## WORK TO BE COMPLETED
Search the records for the word "after" and copy every line in which it occurs.

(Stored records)
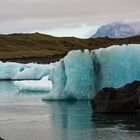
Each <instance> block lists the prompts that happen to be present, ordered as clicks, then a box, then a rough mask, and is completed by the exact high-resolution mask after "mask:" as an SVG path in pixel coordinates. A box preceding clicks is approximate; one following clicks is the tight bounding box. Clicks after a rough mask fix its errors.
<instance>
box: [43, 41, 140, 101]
mask: <svg viewBox="0 0 140 140" xmlns="http://www.w3.org/2000/svg"><path fill="white" fill-rule="evenodd" d="M50 77H51V80H52V83H53V88H52V90H51V92H50V93H49V94H47V96H46V98H45V99H44V100H65V99H68V100H69V99H78V100H86V99H91V98H92V97H93V96H95V94H96V93H97V92H98V91H99V90H101V89H102V88H104V87H121V86H123V85H125V84H126V83H129V82H132V81H134V80H140V45H135V44H133V45H132V44H131V45H122V46H119V45H117V46H111V47H109V48H106V49H103V48H102V49H98V50H93V51H88V50H85V51H81V50H77V51H71V52H69V53H68V55H67V56H66V57H64V59H61V60H60V62H58V63H56V67H55V68H54V70H53V71H52V73H51V76H50Z"/></svg>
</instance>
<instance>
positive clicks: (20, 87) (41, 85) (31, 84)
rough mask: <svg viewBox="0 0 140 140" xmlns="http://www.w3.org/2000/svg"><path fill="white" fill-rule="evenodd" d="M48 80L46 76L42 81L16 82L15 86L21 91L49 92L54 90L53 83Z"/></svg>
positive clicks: (28, 91) (43, 77)
mask: <svg viewBox="0 0 140 140" xmlns="http://www.w3.org/2000/svg"><path fill="white" fill-rule="evenodd" d="M48 78H49V77H48V76H45V77H43V78H42V79H41V80H24V81H15V82H14V85H15V86H16V87H17V88H18V90H19V91H28V92H29V91H33V92H34V91H35V92H49V91H50V90H51V89H52V81H50V80H49V79H48Z"/></svg>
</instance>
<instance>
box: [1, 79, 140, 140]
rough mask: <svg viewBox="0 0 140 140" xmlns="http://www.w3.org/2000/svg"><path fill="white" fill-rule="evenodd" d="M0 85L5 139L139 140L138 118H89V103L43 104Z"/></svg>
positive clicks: (118, 116) (5, 82) (2, 120)
mask: <svg viewBox="0 0 140 140" xmlns="http://www.w3.org/2000/svg"><path fill="white" fill-rule="evenodd" d="M43 96H44V95H43V94H42V95H40V94H37V93H36V94H32V93H17V90H16V88H15V87H14V86H13V83H12V82H11V81H1V82H0V136H1V137H3V138H4V139H5V140H140V116H139V115H138V114H137V115H136V114H127V115H99V114H98V115H97V114H96V115H95V114H93V115H92V110H91V106H90V102H80V101H79V102H42V101H41V98H42V97H43Z"/></svg>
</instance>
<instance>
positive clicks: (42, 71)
mask: <svg viewBox="0 0 140 140" xmlns="http://www.w3.org/2000/svg"><path fill="white" fill-rule="evenodd" d="M52 68H53V66H52V65H42V64H33V63H32V64H20V63H12V62H7V63H2V62H0V80H2V79H3V80H5V79H9V80H10V79H14V80H25V79H26V80H31V79H33V80H37V79H41V78H42V77H44V76H46V75H49V74H50V72H51V70H52Z"/></svg>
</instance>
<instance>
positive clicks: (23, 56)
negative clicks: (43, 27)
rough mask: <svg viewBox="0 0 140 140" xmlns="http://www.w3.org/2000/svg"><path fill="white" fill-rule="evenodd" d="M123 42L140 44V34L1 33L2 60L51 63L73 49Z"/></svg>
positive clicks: (120, 43) (91, 49) (38, 62)
mask: <svg viewBox="0 0 140 140" xmlns="http://www.w3.org/2000/svg"><path fill="white" fill-rule="evenodd" d="M121 44H140V35H139V36H134V37H129V38H123V39H117V38H116V39H113V38H107V37H104V38H90V39H80V38H75V37H53V36H48V35H45V34H40V33H32V34H28V33H27V34H23V33H19V34H9V35H0V60H1V61H15V62H24V63H29V62H38V63H50V62H56V61H59V60H60V59H61V58H63V57H64V56H65V55H67V53H68V52H69V51H71V50H78V49H81V50H84V49H89V50H94V49H98V48H106V47H109V46H111V45H121Z"/></svg>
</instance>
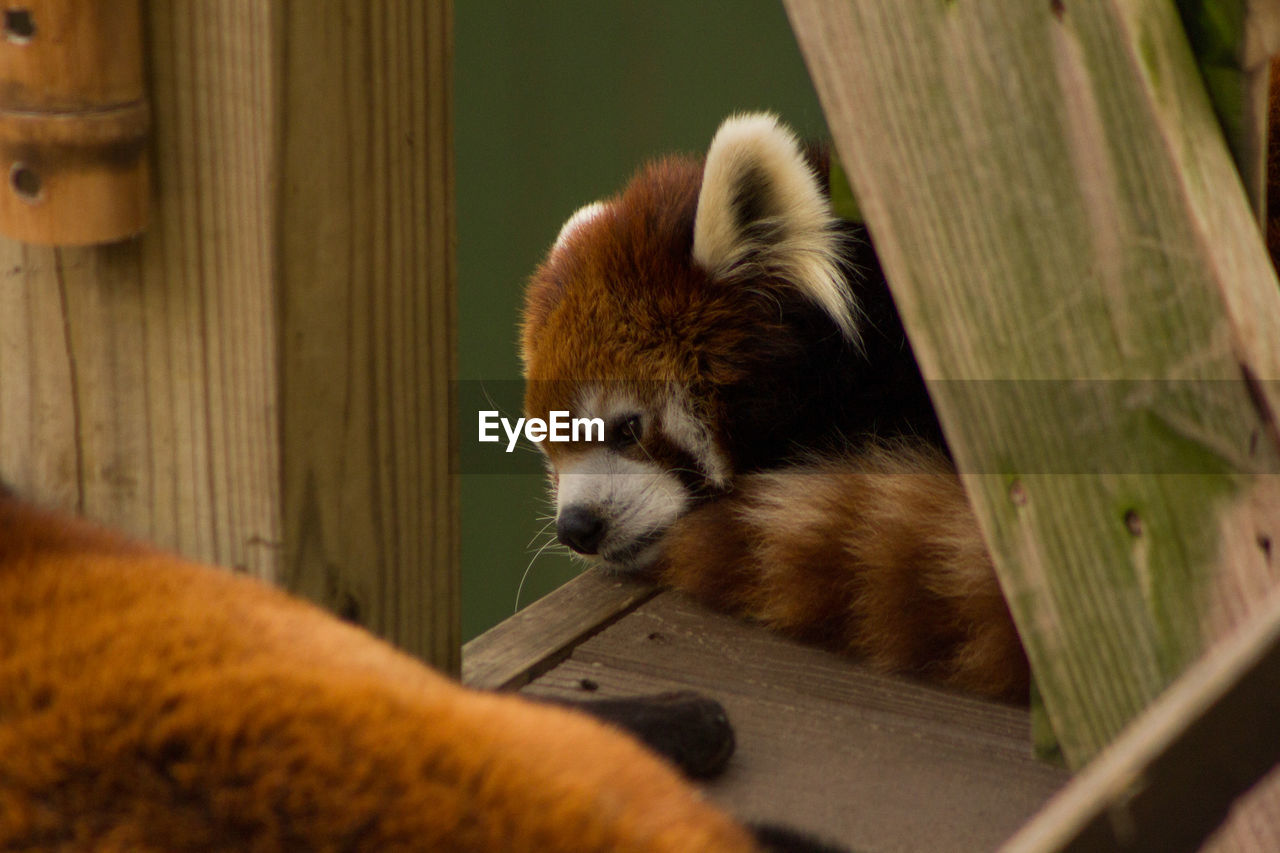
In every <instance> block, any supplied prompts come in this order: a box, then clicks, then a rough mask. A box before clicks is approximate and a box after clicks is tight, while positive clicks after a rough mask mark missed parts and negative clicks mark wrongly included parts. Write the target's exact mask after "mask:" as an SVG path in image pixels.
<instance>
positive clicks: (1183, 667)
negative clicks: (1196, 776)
mask: <svg viewBox="0 0 1280 853" xmlns="http://www.w3.org/2000/svg"><path fill="white" fill-rule="evenodd" d="M787 8H788V12H790V14H791V18H792V23H794V26H795V28H796V32H797V36H799V38H800V42H801V47H803V49H804V53H805V55H806V59H808V61H809V65H810V70H812V72H813V74H814V78H815V82H817V85H818V90H819V93H820V96H822V99H823V102H824V108H826V111H827V115H828V120H829V124H831V128H832V132H833V134H835V138H836V142H837V146H838V149H840V155H841V160H842V163H844V164H845V167H846V168H847V170H849V173H850V177H851V179H852V182H854V184H855V190H856V192H858V195H859V200H860V202H861V205H863V210H864V213H865V215H867V219H868V222H869V224H870V228H872V232H873V236H874V238H876V241H877V248H878V251H879V254H881V256H882V260H883V261H884V268H886V270H887V273H888V275H890V279H891V283H892V286H893V292H895V298H896V300H897V302H899V306H900V309H901V311H902V315H904V319H905V321H906V325H908V330H909V333H910V334H911V341H913V346H914V347H915V351H916V355H918V356H919V360H920V364H922V368H923V369H924V371H925V375H927V377H929V379H931V380H932V386H931V389H932V391H933V393H934V401H936V403H937V406H938V410H940V414H941V416H942V420H943V425H945V428H946V430H947V437H948V439H950V441H951V444H952V450H954V451H955V455H956V459H957V461H959V465H960V467H961V474H963V475H964V478H965V482H966V485H968V487H969V491H970V496H972V498H973V501H974V503H975V510H977V511H978V515H979V519H980V521H982V525H983V529H984V533H986V535H987V539H988V543H989V546H991V548H992V552H993V556H995V558H996V562H997V567H998V570H1000V574H1001V583H1002V585H1004V587H1005V590H1006V594H1007V596H1009V598H1010V605H1011V607H1012V610H1014V613H1015V617H1016V620H1018V624H1019V629H1020V631H1021V633H1023V637H1024V639H1025V642H1027V646H1028V649H1029V653H1030V657H1032V661H1033V666H1034V669H1036V674H1037V680H1038V683H1039V686H1041V690H1042V693H1043V697H1044V701H1046V707H1047V710H1048V713H1050V716H1051V717H1052V721H1053V724H1055V727H1056V730H1057V734H1059V736H1060V740H1061V744H1062V748H1064V752H1065V754H1066V757H1068V760H1069V761H1070V762H1073V763H1074V765H1082V763H1083V762H1084V761H1087V760H1088V758H1089V757H1091V756H1092V754H1093V753H1094V752H1096V751H1097V749H1100V748H1101V747H1102V745H1103V744H1106V743H1107V740H1110V738H1112V736H1114V735H1115V734H1116V733H1117V731H1119V730H1120V729H1121V727H1123V726H1124V724H1125V722H1126V721H1128V720H1130V719H1132V717H1133V716H1134V715H1135V713H1138V712H1139V711H1140V710H1142V708H1143V707H1144V706H1146V704H1147V703H1148V702H1149V701H1151V699H1152V698H1153V697H1155V695H1157V694H1158V693H1160V690H1161V689H1162V688H1164V686H1165V685H1166V684H1167V683H1170V681H1171V680H1172V679H1174V678H1175V676H1176V675H1178V674H1179V672H1180V671H1181V670H1183V669H1184V667H1185V666H1187V665H1188V663H1189V662H1190V661H1192V660H1194V657H1196V656H1197V654H1198V652H1199V649H1201V648H1202V647H1203V644H1204V642H1206V639H1207V638H1212V637H1215V635H1216V634H1219V633H1221V631H1224V630H1226V629H1228V626H1229V625H1231V624H1234V622H1236V621H1239V620H1240V619H1242V617H1243V616H1245V615H1247V613H1248V612H1249V611H1251V608H1252V607H1253V606H1256V603H1257V601H1258V598H1260V592H1261V590H1266V589H1267V588H1270V587H1271V585H1272V583H1274V581H1272V578H1274V566H1272V564H1271V556H1270V549H1268V548H1267V547H1262V544H1260V543H1266V542H1271V540H1274V539H1275V535H1276V534H1277V533H1280V528H1277V526H1276V525H1277V524H1280V511H1277V507H1280V500H1277V494H1276V488H1275V482H1274V479H1275V478H1274V476H1271V473H1274V471H1277V470H1280V457H1277V448H1276V444H1275V441H1274V432H1272V424H1274V421H1272V418H1271V411H1272V410H1274V409H1275V406H1274V402H1275V392H1276V387H1275V383H1267V382H1262V383H1258V382H1252V380H1251V378H1249V377H1251V375H1252V377H1258V378H1275V377H1280V368H1277V364H1280V348H1277V346H1276V342H1280V286H1277V283H1276V279H1275V273H1274V272H1272V270H1271V268H1270V264H1268V261H1267V256H1266V252H1265V248H1263V246H1262V243H1261V240H1260V238H1258V232H1257V228H1256V225H1254V224H1253V220H1252V216H1251V211H1249V206H1248V202H1247V200H1245V197H1244V193H1243V192H1242V190H1240V184H1239V181H1238V178H1236V177H1235V170H1234V165H1233V163H1231V159H1230V156H1229V154H1228V151H1226V149H1225V145H1224V143H1222V137H1221V133H1220V131H1219V127H1217V122H1216V119H1215V117H1213V114H1212V110H1211V108H1210V104H1208V100H1207V97H1206V96H1204V92H1203V87H1202V86H1201V83H1199V77H1198V72H1197V69H1196V65H1194V60H1193V58H1192V55H1190V51H1189V49H1188V46H1187V41H1185V37H1184V35H1183V32H1181V28H1180V23H1179V20H1178V18H1176V14H1175V10H1174V9H1172V6H1171V4H1164V3H1155V1H1142V3H1114V1H1110V0H1092V1H1085V3H1078V4H1076V3H1073V4H1025V3H975V1H969V0H957V1H956V3H948V4H933V3H893V1H890V0H868V1H863V3H845V1H840V3H823V1H812V0H791V1H790V3H788V5H787Z"/></svg>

## ANSWER
Each <instance> block lists the prompts that happen to be present, ordered as clicks, then a box, then a rough mask, and is completed by the exact high-resolution mask after "mask:" as an SVG path in pixel coordinates. A box preceding clicks is approximate; one following clicks is the tight bounding box. Clicks after a rough mask fix its errors.
In every <instance> block, any supplied prompts come in this order: a box, then clicks, then a rough mask. A box before clicks is approximate and a box after clicks is tight, while positive clicks after a rough mask mark missed parts and negative clicks mark wrongly included parts. Write the target's exact mask after "mask:" as an SVG path in image pixels.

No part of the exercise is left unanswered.